- Exercise requirements: Find each line in the rows below that contains the string "pole" and copy those lines. Matching is case-sensitive.

[BEGIN Material provided]

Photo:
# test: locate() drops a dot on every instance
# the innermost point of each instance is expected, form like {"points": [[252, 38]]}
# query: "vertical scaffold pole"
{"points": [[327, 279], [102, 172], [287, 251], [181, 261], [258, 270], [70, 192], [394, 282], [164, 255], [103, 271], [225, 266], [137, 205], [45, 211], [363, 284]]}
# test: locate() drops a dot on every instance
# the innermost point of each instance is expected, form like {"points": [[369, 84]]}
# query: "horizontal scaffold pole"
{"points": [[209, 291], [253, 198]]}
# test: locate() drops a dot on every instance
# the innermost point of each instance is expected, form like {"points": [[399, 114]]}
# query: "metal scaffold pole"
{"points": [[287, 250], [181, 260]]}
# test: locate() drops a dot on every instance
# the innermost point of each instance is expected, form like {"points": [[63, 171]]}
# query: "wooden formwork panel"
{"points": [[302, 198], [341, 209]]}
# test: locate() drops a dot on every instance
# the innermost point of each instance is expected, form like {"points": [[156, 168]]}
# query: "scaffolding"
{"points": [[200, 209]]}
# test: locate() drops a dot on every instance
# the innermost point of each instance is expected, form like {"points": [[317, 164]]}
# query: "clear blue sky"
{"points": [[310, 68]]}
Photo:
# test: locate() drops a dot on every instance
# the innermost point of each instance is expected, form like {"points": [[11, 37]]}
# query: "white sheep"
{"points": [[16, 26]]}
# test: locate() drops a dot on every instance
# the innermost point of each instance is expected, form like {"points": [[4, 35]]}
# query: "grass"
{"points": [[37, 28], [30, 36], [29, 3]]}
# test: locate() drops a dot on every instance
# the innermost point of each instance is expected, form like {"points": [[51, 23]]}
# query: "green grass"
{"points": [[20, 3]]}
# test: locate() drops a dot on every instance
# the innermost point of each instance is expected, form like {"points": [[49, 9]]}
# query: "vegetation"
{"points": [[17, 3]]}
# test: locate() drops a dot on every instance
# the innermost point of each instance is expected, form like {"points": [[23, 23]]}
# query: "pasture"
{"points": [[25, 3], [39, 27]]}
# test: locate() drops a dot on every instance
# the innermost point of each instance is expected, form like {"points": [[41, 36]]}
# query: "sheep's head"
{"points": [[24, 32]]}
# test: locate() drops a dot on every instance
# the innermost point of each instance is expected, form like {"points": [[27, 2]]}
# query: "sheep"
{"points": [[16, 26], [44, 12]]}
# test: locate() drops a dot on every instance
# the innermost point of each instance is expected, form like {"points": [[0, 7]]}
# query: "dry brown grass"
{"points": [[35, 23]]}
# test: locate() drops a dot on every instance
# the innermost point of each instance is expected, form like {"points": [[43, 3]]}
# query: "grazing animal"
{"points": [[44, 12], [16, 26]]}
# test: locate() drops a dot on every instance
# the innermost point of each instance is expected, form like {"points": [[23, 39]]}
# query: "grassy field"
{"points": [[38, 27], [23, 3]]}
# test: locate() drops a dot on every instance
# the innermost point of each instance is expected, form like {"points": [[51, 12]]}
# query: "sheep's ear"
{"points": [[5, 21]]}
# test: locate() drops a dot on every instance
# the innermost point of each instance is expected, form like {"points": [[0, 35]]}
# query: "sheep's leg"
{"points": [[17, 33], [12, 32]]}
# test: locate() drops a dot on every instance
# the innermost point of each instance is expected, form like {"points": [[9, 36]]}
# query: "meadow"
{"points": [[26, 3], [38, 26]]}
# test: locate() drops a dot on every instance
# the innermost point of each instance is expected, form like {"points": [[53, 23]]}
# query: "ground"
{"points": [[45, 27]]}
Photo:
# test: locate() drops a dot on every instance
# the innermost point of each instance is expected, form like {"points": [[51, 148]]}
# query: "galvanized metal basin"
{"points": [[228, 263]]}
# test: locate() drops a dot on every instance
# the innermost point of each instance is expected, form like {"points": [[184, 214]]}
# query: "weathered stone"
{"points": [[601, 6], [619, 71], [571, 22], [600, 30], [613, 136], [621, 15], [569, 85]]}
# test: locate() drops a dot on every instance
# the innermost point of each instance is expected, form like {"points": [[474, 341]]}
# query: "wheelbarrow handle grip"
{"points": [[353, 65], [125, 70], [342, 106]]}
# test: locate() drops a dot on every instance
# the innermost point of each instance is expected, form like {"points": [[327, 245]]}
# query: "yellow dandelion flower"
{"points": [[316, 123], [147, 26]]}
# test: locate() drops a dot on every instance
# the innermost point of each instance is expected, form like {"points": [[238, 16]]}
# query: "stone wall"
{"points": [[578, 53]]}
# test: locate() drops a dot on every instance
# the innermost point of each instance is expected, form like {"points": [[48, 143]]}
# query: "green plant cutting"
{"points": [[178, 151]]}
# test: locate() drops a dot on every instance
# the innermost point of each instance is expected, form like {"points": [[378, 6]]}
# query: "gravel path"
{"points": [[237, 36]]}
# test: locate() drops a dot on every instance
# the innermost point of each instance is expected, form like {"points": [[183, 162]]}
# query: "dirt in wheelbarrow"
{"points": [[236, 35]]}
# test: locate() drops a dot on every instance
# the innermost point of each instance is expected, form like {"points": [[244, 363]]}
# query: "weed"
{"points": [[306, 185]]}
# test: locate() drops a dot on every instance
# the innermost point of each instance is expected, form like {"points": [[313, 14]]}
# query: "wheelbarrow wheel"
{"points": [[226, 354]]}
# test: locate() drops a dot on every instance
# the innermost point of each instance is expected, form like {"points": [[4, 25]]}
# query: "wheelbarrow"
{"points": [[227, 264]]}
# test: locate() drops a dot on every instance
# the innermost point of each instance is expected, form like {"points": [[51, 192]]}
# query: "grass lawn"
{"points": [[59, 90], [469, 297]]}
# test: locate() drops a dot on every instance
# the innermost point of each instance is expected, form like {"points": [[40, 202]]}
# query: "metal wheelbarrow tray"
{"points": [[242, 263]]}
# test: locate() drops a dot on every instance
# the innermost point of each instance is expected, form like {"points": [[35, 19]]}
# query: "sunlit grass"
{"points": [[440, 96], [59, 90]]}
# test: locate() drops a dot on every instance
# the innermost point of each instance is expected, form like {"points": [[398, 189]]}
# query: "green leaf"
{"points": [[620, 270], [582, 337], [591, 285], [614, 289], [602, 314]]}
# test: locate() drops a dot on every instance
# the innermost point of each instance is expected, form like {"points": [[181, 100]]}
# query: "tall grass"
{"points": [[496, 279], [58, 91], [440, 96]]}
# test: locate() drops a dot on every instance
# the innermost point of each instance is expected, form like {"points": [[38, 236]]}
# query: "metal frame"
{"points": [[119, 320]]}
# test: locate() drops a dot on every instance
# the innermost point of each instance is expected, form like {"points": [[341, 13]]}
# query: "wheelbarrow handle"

[END Material provided]

- Answer:
# query: "vertical scaffold pole"
# query: "horizontal scaffold pole"
# query: "metal scaffold pole"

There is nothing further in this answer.